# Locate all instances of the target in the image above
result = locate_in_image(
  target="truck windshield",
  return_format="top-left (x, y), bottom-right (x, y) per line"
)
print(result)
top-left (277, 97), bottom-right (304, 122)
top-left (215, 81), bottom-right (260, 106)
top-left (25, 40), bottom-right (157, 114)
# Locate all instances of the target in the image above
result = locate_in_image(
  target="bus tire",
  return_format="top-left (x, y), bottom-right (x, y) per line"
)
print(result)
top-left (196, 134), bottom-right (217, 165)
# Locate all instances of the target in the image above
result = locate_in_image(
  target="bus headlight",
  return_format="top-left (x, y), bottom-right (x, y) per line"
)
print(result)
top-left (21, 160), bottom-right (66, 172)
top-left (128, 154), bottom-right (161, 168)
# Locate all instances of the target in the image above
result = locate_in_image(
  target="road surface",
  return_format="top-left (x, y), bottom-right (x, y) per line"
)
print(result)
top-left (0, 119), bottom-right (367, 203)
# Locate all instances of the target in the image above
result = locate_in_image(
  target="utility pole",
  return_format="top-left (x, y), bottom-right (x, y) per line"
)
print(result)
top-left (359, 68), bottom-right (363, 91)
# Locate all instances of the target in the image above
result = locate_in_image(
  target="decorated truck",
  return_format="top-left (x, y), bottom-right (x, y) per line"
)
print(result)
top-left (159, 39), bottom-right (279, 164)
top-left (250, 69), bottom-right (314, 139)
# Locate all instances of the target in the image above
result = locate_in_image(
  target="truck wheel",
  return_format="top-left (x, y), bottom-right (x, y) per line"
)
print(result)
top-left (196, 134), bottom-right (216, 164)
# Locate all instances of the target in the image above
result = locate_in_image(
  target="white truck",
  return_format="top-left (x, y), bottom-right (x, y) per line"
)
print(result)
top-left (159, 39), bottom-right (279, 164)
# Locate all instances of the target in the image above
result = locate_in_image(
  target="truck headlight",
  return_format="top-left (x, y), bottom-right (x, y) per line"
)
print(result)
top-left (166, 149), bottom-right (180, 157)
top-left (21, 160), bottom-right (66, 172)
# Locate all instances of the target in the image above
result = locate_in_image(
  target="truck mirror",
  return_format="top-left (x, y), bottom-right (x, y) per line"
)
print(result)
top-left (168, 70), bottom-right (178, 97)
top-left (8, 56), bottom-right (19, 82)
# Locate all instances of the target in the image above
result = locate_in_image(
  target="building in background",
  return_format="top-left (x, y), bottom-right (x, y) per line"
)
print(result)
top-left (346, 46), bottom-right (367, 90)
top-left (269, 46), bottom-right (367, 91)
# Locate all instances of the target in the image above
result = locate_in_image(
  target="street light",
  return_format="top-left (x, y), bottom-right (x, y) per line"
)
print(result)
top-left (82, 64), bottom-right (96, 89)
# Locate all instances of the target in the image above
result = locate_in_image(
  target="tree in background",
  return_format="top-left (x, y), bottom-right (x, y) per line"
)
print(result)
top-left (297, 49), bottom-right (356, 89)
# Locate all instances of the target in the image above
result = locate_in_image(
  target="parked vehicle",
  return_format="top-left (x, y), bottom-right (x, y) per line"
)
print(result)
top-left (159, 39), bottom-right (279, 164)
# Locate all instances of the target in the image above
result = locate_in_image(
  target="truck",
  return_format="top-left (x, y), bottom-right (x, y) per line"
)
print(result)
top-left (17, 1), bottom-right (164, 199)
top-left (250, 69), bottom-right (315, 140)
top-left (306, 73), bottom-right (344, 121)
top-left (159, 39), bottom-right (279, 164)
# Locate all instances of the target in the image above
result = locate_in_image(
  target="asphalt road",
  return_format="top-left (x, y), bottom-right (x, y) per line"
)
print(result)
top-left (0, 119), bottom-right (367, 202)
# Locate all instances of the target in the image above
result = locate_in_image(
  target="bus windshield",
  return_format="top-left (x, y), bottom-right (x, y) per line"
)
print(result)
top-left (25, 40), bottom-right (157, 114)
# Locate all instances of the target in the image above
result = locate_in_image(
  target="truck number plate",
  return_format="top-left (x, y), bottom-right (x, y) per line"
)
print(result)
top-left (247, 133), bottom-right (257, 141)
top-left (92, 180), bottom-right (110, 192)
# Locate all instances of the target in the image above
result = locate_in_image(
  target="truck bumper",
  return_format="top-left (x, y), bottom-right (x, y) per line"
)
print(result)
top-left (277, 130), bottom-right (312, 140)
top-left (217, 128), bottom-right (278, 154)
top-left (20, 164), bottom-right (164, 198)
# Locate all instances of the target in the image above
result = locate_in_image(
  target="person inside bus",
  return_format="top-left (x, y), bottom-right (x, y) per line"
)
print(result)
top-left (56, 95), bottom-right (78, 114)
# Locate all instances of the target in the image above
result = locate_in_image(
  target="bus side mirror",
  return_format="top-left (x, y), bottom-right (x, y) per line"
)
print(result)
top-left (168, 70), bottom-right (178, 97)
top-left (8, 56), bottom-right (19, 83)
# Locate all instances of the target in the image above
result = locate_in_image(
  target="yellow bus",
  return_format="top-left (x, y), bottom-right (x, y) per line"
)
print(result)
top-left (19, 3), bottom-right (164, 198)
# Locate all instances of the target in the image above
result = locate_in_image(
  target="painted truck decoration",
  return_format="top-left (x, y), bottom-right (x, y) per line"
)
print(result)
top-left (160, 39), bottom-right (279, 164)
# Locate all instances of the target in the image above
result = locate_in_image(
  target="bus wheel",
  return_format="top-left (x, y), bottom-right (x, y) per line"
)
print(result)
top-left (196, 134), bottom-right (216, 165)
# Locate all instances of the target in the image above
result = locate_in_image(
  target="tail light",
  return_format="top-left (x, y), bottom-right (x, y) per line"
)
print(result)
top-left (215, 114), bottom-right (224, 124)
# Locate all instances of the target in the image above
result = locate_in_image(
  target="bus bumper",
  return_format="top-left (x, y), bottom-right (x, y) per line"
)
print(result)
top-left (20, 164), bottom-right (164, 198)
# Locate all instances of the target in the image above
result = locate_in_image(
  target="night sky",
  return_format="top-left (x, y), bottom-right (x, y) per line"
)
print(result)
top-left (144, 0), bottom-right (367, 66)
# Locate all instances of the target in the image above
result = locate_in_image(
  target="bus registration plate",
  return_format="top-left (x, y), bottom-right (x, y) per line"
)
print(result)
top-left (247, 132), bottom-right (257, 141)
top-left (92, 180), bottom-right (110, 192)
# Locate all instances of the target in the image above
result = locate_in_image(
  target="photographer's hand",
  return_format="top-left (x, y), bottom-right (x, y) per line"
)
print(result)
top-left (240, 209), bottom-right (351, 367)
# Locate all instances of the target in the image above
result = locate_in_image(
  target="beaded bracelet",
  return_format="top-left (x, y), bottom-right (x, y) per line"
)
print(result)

→ **What you need to do**
Copy out every one of the items above without changing anything.

→ **Finished exercise**
# Locate all instances of the target in the image above
result = locate_in_image(
  target="truck windshield",
  return_format="top-left (x, y), bottom-right (x, y) per line"
)
print(result)
top-left (277, 97), bottom-right (304, 122)
top-left (215, 81), bottom-right (260, 106)
top-left (25, 40), bottom-right (157, 114)
# Locate all instances of the target in the image above
result = locate_in_image(
  target="bus tire",
  return_format="top-left (x, y), bottom-right (x, y) per line"
)
print(result)
top-left (196, 134), bottom-right (217, 165)
# Locate all instances of the target in the image above
result = locate_in_image(
  target="bus headlight",
  return_format="top-left (x, y), bottom-right (x, y) per line"
)
print(result)
top-left (21, 160), bottom-right (66, 172)
top-left (128, 154), bottom-right (161, 168)
# Locate all instances of the target in the image above
result = locate_in_image(
  target="road surface",
  return_format="top-left (x, y), bottom-right (x, y) per line"
)
print(result)
top-left (0, 119), bottom-right (367, 203)
# Locate all instances of the target in the image above
result = locate_in_image(
  target="utility pole",
  return_format="top-left (x, y), bottom-right (x, y) per line"
)
print(result)
top-left (359, 68), bottom-right (363, 91)
# Locate all instances of the target in the image above
result = locate_in_image(
  target="decorated truck",
  return_format="top-left (x, y), bottom-right (x, y) per line"
)
print(result)
top-left (159, 39), bottom-right (279, 164)
top-left (250, 69), bottom-right (314, 139)
# Locate all instances of the target in the image above
result = locate_in_image(
  target="truck wheel",
  return_format="top-left (x, y), bottom-right (x, y) per line"
)
print(result)
top-left (196, 134), bottom-right (216, 164)
# Locate all instances of the target in the image above
result = locate_in_image(
  target="white truck",
  return_format="top-left (x, y), bottom-right (x, y) per line"
)
print(result)
top-left (159, 39), bottom-right (279, 164)
# Locate all instances of the target in the image above
result = locate_in_image(
  target="truck headlight",
  return_format="top-left (x, y), bottom-right (x, y) per line"
)
print(result)
top-left (166, 149), bottom-right (180, 157)
top-left (21, 160), bottom-right (66, 172)
# Locate all instances of the target in the image above
result = locate_in_image(
  target="truck mirror",
  return_format="top-left (x, y), bottom-right (x, y) per line"
)
print(result)
top-left (168, 70), bottom-right (178, 97)
top-left (8, 56), bottom-right (19, 82)
# Locate all instances of the target in the image above
result = locate_in_image(
  target="building in background",
  return_format="top-left (x, y), bottom-right (x, y) per line"
)
print(result)
top-left (346, 46), bottom-right (367, 90)
top-left (269, 46), bottom-right (367, 91)
# Locate all instances of the target in the image above
result = locate_in_image(
  target="street light",
  return_format="top-left (x, y), bottom-right (x, y) per line"
)
print(result)
top-left (82, 64), bottom-right (96, 89)
# Locate all instances of the target in the image above
result = locate_in_image(
  target="tree in background",
  return_format="top-left (x, y), bottom-right (x, y) per line"
)
print(result)
top-left (297, 49), bottom-right (356, 89)
# Locate all instances of the target in the image above
result = locate_in_image(
  target="parked vehicle",
  return_format="top-left (x, y), bottom-right (x, y) per line"
)
print(result)
top-left (159, 39), bottom-right (279, 164)
# Locate all instances of the target in the image above
result = locate_in_image(
  target="truck",
  return_format="top-left (x, y), bottom-right (x, y) per line"
)
print(result)
top-left (17, 1), bottom-right (164, 199)
top-left (250, 69), bottom-right (315, 140)
top-left (306, 73), bottom-right (344, 121)
top-left (159, 39), bottom-right (279, 164)
# Locate all instances of the target in the image above
result = locate_in_image(
  target="asphalt road",
  return_format="top-left (x, y), bottom-right (x, y) per line"
)
print(result)
top-left (0, 119), bottom-right (367, 202)
# Locate all instances of the target in the image above
result = locate_in_image(
  target="bus windshield",
  return_format="top-left (x, y), bottom-right (x, y) per line"
)
print(result)
top-left (25, 40), bottom-right (157, 114)
# Locate all instances of the target in the image above
result = locate_in_image(
  target="truck number plate",
  return_format="top-left (x, y), bottom-right (x, y) per line"
)
print(result)
top-left (247, 133), bottom-right (257, 141)
top-left (92, 180), bottom-right (110, 192)
# Locate all instances of the target in the image above
result = locate_in_image(
  target="truck bumper",
  return_format="top-left (x, y), bottom-right (x, y) per line"
)
print(result)
top-left (277, 130), bottom-right (312, 140)
top-left (217, 128), bottom-right (278, 154)
top-left (20, 164), bottom-right (164, 198)
# Locate all instances of the target in the image above
result = locate_in_image(
  target="person inside bus",
  return_format="top-left (x, y), bottom-right (x, y) per line"
)
print(result)
top-left (56, 95), bottom-right (78, 114)
# Locate all instances of the target in the image above
result = locate_in_image(
  target="bus side mirror",
  return_format="top-left (x, y), bottom-right (x, y) per line"
)
print(result)
top-left (168, 70), bottom-right (178, 97)
top-left (8, 56), bottom-right (19, 83)
# Locate all instances of the target in the image above
result = locate_in_image(
  target="yellow bus",
  return_format="top-left (x, y), bottom-right (x, y) per line"
)
print(result)
top-left (19, 3), bottom-right (164, 198)
# Locate all instances of the target in the image above
result = locate_in_image(
  target="painted truck decoration",
  return_format="top-left (x, y), bottom-right (x, y) per line"
)
print(result)
top-left (160, 39), bottom-right (279, 164)
# Locate all instances of the target in the image above
result = locate_in_image(
  target="bus wheel",
  return_format="top-left (x, y), bottom-right (x, y) per line"
)
print(result)
top-left (196, 134), bottom-right (216, 165)
# Locate all instances of the target in the image above
result = locate_in_image(
  target="tail light",
  return_format="top-left (x, y), bottom-right (x, y) per line"
)
print(result)
top-left (215, 114), bottom-right (224, 124)
# Locate all instances of the target in the image above
result = locate_in_image(
  target="bus bumper",
  return_format="top-left (x, y), bottom-right (x, y) per line"
)
print(result)
top-left (20, 164), bottom-right (164, 198)
# Locate all instances of the target in the image above
result = locate_in_image(
  target="night sky",
  return_format="top-left (x, y), bottom-right (x, y) per line"
)
print(result)
top-left (144, 0), bottom-right (367, 66)
# Locate all instances of the target in the image above
result = locate_in_image(
  target="bus registration plate",
  return_format="top-left (x, y), bottom-right (x, y) per line"
)
print(result)
top-left (247, 132), bottom-right (257, 141)
top-left (92, 180), bottom-right (110, 192)
# Locate all instances of the target in the image above
result = locate_in_image(
  target="photographer's hand",
  return_format="top-left (x, y), bottom-right (x, y) per line"
)
print(result)
top-left (240, 209), bottom-right (351, 367)
# Locate all instances of the target in the image above
result = locate_in_image(
  target="beaded bracelet",
  return_format="top-left (x, y), bottom-right (x, y) per line"
)
print(result)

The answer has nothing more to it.